Florida residents should rejoice in their governor’s prescience. Gov. Jeb Bush was the first to outsource the state’s personnel management, giving state workers better service and saving taxpayers $173 million.

In early November, the federal government followed his lead. The week before Thanksgiving, the Coast Guard fell in. The Army, Navy and Marines will fall in soon thereafter. Come on, all you state governors out there. Step right up. Only 49 states left to go.

Gov. Bush kick-started a government outsourcing trend that has started to spread. In May, the governor and Cynthia Henderson, secretary of the Department of Management Services, got a company to deliver, in the governor’s own words, “the highest-quality services for the men and women who dedicate their careers to public service—while saving Florida’s taxpayers millions of dollars.”

Sure, the governor raised union hackles with his outsourcing plan. Unions say that the state will lose 800 personnel department jobs by contracting out the HR department. But they’re wrong. The Florida outsourcing provider, Convergys Corp. of Cincinnati, plans to hire back most of the payroll processors, benefits administrators and HR employees to serve the 120,000 state employees, sometimes at wages or bonuses exceeding their state rates.

+ + + + +

--- Problems and tasks ---
- 1) Answer these from the piece on Florida's outsourcing:
(a) How much did outsourcing the state's personnel management save taxpayers?
(b) Which company is the Florida outsourcing provider, and in what city is it based?
(c) How many personnel department jobs do unions say the state will lose?
- 2) Carry on the piece about Florida's outsourcing of state personnel work, starting right after its last sentence.
The items have nothing to do with this.

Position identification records
+ + + + +

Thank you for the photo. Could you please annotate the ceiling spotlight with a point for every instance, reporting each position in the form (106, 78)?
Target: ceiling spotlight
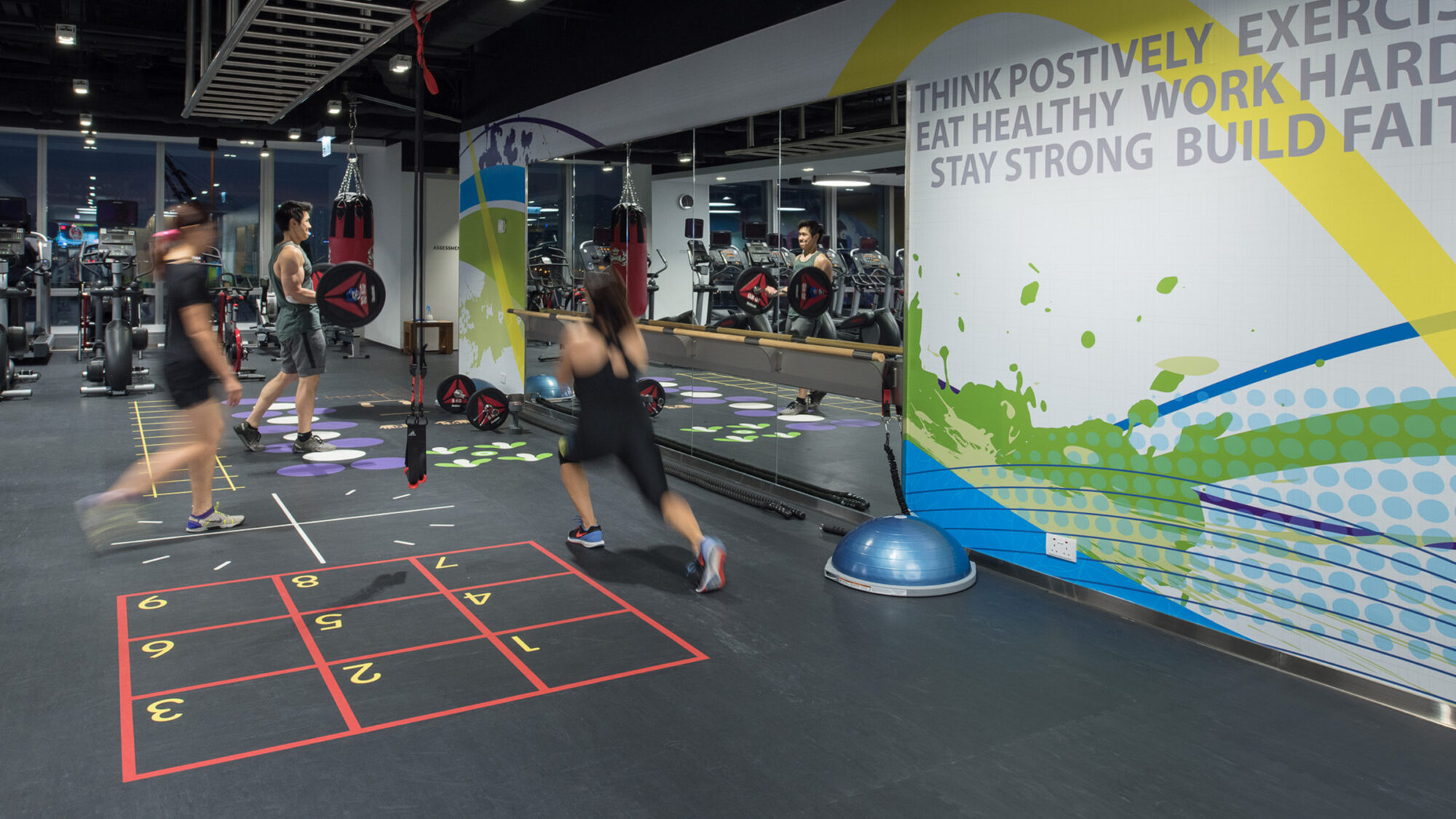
(841, 181)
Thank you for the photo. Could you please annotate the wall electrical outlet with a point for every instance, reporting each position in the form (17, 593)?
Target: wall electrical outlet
(1062, 547)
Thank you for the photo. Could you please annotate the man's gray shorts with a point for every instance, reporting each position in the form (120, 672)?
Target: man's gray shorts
(304, 353)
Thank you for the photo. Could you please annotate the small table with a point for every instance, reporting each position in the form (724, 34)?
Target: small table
(446, 336)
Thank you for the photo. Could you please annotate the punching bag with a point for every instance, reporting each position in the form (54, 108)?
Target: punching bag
(630, 253)
(352, 228)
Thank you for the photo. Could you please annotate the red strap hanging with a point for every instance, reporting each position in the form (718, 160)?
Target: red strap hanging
(420, 49)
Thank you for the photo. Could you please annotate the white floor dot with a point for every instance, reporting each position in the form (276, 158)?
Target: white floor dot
(323, 435)
(336, 455)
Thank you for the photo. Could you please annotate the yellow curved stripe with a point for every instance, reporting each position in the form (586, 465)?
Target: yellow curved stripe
(1340, 190)
(513, 325)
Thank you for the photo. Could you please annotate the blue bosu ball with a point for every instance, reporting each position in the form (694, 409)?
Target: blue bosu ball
(901, 555)
(545, 387)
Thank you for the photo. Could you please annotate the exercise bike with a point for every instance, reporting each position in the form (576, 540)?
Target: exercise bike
(122, 339)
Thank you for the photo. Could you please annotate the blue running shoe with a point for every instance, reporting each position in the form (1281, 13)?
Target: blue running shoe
(711, 555)
(215, 519)
(589, 537)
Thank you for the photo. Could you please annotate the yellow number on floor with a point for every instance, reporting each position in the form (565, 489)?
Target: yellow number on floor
(359, 678)
(157, 710)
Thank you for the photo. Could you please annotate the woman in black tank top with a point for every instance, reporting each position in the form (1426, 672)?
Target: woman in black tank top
(604, 360)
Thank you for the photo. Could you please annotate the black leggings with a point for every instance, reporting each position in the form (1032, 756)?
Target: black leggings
(634, 448)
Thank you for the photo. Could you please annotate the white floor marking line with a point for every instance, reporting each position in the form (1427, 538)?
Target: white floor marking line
(299, 528)
(245, 529)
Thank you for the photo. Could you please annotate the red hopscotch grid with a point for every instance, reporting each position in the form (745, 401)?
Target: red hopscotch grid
(129, 756)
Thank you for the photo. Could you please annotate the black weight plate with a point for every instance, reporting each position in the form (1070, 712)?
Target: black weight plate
(454, 392)
(653, 395)
(810, 292)
(749, 290)
(352, 295)
(487, 408)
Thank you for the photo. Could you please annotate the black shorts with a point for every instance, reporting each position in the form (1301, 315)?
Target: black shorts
(634, 448)
(189, 382)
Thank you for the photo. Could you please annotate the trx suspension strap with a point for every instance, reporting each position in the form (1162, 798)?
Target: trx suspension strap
(416, 423)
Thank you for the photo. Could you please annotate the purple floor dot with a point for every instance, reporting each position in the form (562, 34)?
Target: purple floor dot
(311, 470)
(356, 443)
(334, 424)
(379, 464)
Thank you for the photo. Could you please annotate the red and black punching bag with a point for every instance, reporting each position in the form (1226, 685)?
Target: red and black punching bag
(352, 229)
(630, 253)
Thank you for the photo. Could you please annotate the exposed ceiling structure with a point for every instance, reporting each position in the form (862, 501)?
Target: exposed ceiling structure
(490, 58)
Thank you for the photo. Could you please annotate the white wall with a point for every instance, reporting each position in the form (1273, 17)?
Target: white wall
(394, 197)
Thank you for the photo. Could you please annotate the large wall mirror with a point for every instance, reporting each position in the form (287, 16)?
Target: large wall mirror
(730, 197)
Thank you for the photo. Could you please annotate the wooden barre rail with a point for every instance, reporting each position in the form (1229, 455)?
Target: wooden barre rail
(771, 341)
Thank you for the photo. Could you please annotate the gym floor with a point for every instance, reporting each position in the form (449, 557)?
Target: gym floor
(360, 647)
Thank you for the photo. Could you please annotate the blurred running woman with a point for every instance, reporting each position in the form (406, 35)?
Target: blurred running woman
(193, 357)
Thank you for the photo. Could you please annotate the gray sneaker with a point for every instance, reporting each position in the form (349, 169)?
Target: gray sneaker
(253, 439)
(312, 443)
(106, 516)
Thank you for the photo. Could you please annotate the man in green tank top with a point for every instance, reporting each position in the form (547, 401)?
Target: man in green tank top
(299, 330)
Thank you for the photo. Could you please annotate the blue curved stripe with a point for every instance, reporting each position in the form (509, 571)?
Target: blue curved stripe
(1297, 362)
(502, 183)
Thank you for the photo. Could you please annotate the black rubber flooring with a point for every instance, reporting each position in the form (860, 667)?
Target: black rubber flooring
(454, 656)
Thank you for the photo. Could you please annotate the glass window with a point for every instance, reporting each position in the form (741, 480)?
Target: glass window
(78, 177)
(305, 177)
(18, 168)
(226, 181)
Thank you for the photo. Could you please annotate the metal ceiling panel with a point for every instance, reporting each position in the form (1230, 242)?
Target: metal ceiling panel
(272, 36)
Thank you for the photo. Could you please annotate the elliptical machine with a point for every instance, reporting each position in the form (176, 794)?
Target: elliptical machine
(123, 337)
(14, 339)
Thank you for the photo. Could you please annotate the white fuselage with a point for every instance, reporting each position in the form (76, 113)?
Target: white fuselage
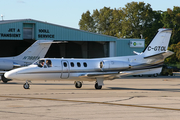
(72, 69)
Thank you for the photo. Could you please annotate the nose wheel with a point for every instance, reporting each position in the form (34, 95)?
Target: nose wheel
(97, 86)
(26, 85)
(78, 84)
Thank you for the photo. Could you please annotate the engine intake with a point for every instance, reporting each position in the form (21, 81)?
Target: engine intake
(106, 65)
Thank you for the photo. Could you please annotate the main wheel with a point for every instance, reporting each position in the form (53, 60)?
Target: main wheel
(155, 75)
(26, 86)
(5, 80)
(78, 84)
(98, 86)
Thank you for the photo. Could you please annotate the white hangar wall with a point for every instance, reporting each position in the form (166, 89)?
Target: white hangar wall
(78, 43)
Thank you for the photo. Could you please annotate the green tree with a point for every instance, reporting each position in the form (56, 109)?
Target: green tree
(171, 19)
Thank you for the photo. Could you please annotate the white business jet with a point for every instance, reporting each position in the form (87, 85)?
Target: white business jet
(98, 69)
(34, 52)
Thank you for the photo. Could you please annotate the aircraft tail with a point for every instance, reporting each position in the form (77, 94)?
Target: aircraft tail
(159, 44)
(37, 50)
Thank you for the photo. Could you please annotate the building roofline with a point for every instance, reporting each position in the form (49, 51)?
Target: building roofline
(19, 20)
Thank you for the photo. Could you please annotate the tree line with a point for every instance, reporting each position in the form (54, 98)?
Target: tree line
(135, 20)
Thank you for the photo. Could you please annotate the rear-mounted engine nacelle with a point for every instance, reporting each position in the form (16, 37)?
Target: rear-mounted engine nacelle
(6, 65)
(106, 65)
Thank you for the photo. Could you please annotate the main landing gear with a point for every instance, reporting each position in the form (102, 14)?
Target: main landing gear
(98, 84)
(26, 85)
(5, 80)
(78, 84)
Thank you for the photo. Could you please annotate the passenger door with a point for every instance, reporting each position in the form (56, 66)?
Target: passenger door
(65, 69)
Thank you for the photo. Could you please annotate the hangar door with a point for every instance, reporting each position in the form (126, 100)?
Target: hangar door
(28, 31)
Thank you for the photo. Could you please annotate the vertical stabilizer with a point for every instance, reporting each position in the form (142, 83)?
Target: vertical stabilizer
(160, 43)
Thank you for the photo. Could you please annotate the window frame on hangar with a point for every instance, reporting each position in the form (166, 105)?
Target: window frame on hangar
(18, 35)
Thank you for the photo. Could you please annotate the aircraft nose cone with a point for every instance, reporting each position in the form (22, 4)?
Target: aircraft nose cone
(10, 74)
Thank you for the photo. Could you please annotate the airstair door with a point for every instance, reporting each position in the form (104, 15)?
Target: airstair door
(65, 69)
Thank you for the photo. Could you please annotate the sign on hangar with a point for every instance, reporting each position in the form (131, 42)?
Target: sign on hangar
(18, 35)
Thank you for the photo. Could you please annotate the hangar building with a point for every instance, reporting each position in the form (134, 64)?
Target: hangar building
(18, 35)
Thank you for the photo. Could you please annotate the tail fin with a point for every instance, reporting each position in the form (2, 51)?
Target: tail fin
(159, 44)
(35, 51)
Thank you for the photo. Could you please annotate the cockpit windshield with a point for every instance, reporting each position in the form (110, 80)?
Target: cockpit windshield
(43, 63)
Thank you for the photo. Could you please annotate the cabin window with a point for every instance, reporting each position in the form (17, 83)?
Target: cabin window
(48, 63)
(41, 63)
(78, 64)
(72, 64)
(85, 64)
(65, 64)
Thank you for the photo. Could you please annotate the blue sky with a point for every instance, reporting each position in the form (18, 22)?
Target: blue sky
(67, 12)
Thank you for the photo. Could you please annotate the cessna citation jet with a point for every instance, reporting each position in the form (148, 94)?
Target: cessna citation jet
(34, 52)
(98, 69)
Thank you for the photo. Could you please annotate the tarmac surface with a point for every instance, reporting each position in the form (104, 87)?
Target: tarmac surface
(131, 98)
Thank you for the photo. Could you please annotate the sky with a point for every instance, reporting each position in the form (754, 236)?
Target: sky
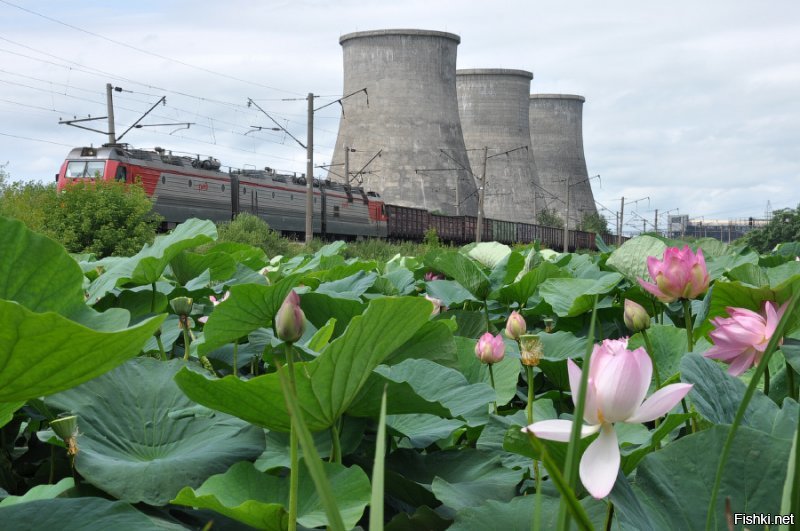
(692, 108)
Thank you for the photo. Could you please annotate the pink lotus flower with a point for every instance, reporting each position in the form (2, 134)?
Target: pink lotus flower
(680, 275)
(617, 385)
(490, 349)
(215, 302)
(741, 339)
(516, 326)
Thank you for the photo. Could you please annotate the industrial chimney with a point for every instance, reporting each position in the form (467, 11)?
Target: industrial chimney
(401, 136)
(493, 105)
(556, 123)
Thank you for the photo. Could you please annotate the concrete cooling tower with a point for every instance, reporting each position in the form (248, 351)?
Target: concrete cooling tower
(403, 132)
(556, 123)
(493, 105)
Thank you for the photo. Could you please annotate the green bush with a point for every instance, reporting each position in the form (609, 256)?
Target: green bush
(252, 230)
(29, 202)
(104, 218)
(549, 218)
(783, 227)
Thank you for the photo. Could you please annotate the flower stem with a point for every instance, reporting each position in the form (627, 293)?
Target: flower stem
(687, 315)
(186, 340)
(336, 447)
(652, 354)
(294, 470)
(790, 381)
(609, 516)
(161, 345)
(571, 463)
(236, 359)
(491, 379)
(529, 407)
(748, 395)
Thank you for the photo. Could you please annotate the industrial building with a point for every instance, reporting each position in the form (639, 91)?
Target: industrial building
(493, 106)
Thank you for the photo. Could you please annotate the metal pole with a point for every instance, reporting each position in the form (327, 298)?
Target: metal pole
(566, 220)
(112, 135)
(481, 193)
(347, 164)
(310, 171)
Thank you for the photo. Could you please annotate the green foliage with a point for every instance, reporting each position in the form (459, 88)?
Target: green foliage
(783, 227)
(594, 222)
(29, 202)
(103, 218)
(252, 230)
(431, 238)
(549, 218)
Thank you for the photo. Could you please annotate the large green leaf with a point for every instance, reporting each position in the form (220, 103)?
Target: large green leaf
(43, 353)
(142, 439)
(260, 500)
(630, 259)
(40, 492)
(79, 514)
(37, 272)
(327, 385)
(574, 296)
(517, 514)
(673, 485)
(320, 308)
(187, 266)
(524, 288)
(146, 266)
(464, 271)
(351, 287)
(421, 386)
(669, 345)
(248, 308)
(717, 397)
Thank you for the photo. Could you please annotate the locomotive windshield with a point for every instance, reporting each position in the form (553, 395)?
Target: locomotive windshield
(82, 169)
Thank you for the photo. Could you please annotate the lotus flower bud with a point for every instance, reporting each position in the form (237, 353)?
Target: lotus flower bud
(530, 350)
(636, 317)
(490, 349)
(290, 320)
(438, 306)
(515, 326)
(181, 305)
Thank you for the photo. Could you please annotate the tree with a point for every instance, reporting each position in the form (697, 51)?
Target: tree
(549, 218)
(594, 222)
(103, 218)
(783, 227)
(252, 230)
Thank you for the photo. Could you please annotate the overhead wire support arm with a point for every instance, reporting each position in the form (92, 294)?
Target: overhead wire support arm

+ + + + +

--- Responses to the tasks ---
- 1)
(a) $173 million.
(b) Convergys Corp., of Cincinnati.
(c) 800.

- 2)
Last month, President Bush borrowed a page from his younger brother. Nothing else in 2003, not even the decision to limit wage hikes to 3.1 percent, will affect the daily work lives of federal workers more than the Oval Office’s outsourcing plan. In sheer scale, the plan is breathtaking. The president’s program to outsource up to 850,000 civil jobs makes the 22-agency, 177,000-employee Homeland Security Department reorganization look positively puny. It involves moving $34 billion in annual payroll to outside contractors. That wage base represents nearly 2 percent of the $2 trillion annual federal budget. By moving the jobs to outside firms, the administration estimates annual savings of 20 percent to 30 percent. The connection to the limited civil service wage increase is clear, as positions with outsourcing firms are abundantly more attractive.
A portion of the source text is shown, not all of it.